Supplied records START

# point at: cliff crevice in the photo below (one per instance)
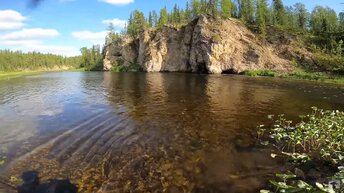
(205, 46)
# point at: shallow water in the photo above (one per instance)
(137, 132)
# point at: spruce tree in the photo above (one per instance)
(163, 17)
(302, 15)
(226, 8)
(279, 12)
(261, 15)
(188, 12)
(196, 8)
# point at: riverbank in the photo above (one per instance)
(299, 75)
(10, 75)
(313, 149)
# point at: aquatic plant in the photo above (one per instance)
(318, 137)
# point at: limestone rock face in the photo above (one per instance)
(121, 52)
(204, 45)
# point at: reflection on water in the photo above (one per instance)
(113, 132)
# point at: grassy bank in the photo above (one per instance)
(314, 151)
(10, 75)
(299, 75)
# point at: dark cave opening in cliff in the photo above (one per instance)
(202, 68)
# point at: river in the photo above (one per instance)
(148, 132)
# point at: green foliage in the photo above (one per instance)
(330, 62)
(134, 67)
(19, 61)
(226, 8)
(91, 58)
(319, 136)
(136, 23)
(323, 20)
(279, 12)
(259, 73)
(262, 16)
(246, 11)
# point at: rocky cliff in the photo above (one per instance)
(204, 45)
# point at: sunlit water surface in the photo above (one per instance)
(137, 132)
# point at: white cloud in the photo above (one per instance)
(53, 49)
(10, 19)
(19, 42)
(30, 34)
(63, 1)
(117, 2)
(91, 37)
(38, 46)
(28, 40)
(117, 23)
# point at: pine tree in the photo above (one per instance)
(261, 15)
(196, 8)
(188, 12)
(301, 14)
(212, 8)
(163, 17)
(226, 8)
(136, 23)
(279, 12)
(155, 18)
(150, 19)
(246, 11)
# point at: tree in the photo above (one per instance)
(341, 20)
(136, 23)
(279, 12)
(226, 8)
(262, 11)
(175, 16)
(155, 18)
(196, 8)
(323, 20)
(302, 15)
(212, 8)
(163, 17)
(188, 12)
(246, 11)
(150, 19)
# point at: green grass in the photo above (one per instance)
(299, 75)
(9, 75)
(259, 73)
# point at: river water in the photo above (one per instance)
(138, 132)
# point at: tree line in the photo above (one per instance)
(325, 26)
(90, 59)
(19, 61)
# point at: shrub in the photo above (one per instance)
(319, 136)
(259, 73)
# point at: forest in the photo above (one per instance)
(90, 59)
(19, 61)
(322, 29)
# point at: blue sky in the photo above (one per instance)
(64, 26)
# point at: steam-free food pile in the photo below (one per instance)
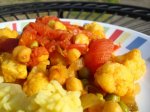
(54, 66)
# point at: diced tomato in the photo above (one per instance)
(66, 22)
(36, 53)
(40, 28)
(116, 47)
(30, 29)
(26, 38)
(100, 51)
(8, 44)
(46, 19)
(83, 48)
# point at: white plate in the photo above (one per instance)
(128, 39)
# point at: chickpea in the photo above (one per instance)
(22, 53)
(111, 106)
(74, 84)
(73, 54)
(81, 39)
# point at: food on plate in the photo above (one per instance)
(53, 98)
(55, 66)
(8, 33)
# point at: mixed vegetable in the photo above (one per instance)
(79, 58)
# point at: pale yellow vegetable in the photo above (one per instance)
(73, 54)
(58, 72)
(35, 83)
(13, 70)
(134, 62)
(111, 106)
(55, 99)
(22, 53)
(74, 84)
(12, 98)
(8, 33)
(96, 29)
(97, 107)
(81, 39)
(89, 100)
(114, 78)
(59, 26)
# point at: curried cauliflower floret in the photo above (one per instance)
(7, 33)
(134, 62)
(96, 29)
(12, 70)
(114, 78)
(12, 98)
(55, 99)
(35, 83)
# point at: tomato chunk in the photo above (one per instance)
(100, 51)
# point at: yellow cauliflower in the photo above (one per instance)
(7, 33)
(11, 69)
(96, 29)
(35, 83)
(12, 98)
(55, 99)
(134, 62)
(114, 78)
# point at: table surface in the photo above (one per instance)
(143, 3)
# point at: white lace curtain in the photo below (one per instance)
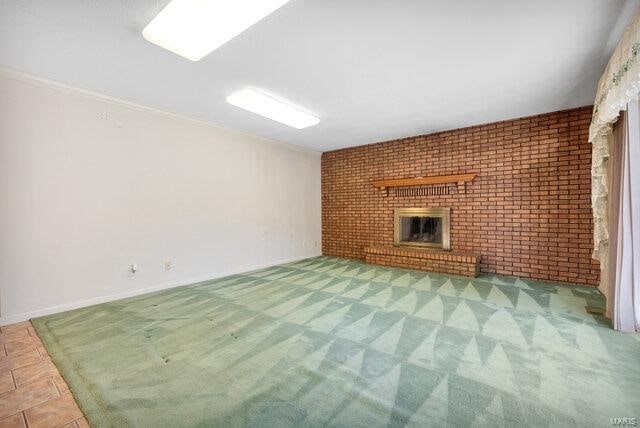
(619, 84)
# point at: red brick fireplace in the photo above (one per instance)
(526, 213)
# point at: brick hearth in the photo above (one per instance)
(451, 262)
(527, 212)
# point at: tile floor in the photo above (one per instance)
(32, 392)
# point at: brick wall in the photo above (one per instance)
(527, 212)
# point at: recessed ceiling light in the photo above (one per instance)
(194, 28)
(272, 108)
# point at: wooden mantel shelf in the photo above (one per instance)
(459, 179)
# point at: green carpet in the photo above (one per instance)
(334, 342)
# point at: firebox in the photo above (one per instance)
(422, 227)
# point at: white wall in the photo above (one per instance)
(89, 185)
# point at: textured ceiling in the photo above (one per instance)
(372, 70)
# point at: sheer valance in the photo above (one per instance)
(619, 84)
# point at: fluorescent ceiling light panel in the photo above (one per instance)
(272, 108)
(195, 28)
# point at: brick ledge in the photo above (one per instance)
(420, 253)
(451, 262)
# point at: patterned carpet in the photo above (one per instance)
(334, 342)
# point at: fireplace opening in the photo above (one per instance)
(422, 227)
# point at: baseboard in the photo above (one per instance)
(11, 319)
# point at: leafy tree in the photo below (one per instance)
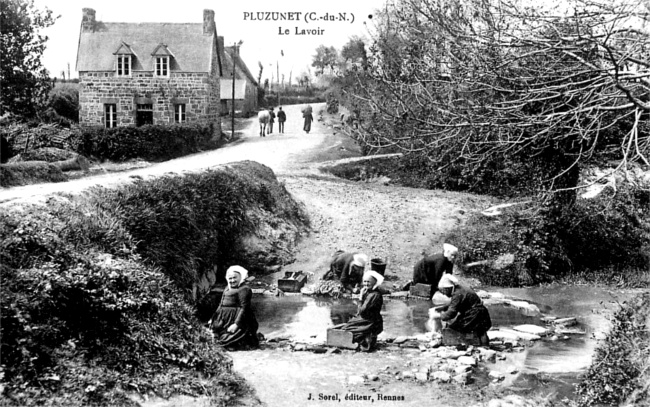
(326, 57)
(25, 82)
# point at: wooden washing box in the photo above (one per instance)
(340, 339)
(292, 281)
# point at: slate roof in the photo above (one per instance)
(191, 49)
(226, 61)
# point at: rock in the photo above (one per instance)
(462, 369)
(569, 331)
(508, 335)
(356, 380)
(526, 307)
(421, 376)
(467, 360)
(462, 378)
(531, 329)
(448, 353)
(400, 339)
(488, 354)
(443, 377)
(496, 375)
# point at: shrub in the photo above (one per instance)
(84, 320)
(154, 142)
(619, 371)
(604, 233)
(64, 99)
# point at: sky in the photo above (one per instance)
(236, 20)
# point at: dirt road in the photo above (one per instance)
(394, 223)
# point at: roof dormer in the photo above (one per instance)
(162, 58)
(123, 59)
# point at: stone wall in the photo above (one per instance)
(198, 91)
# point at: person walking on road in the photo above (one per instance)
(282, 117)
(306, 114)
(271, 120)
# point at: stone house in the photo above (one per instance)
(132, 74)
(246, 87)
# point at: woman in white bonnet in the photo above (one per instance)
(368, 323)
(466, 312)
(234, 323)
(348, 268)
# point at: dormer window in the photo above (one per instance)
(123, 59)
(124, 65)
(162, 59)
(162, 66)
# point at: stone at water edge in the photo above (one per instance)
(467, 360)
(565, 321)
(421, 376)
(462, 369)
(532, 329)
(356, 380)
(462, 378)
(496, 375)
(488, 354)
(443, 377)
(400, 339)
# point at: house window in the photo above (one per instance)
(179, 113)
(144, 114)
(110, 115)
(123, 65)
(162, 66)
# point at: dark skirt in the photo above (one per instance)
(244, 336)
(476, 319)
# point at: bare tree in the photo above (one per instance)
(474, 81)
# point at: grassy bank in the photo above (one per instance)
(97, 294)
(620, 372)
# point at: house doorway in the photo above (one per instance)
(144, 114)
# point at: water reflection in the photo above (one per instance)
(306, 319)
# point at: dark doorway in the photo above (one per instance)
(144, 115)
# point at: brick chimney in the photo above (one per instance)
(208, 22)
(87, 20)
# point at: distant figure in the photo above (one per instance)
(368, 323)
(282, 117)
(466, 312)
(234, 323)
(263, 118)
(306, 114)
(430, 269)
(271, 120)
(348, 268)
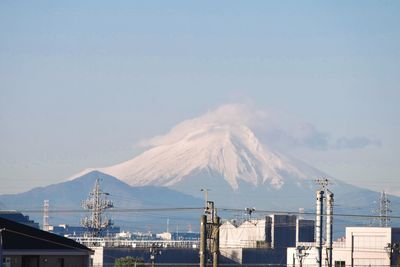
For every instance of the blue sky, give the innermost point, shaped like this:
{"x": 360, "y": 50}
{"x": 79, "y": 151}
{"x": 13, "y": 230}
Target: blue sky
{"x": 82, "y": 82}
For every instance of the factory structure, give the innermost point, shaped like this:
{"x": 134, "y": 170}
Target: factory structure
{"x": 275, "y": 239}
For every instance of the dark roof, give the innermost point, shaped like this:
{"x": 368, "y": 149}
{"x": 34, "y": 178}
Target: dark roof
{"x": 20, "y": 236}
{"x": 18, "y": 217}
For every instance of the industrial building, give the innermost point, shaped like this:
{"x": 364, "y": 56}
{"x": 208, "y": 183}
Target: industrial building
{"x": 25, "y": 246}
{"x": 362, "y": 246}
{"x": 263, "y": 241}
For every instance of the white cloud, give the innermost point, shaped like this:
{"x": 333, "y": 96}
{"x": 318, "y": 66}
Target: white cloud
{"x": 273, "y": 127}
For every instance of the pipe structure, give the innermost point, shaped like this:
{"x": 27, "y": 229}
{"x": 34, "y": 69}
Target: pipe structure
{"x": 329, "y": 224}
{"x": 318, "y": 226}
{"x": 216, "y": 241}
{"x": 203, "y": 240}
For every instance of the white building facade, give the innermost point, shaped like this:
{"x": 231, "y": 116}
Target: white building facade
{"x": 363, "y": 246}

Supplied records END

Task statement:
From the entries, copy out each line containing the word "like".

Answer below:
For every instance of the blue sky, give the innermost point, shaped like this:
For every instance of the factory structure, give the innermost point, shaped like this:
For every instance of the dark roof, give the innermost point, shaped like this:
For every instance of the industrial building, give the innermost point, shaped like this:
For every instance of the white cloud, give the innermost point, shaped like this:
For every instance of the pipe structure, give the innermost point, shaped like this:
For every instance of the white building facade, give the innermost point, shaped like this:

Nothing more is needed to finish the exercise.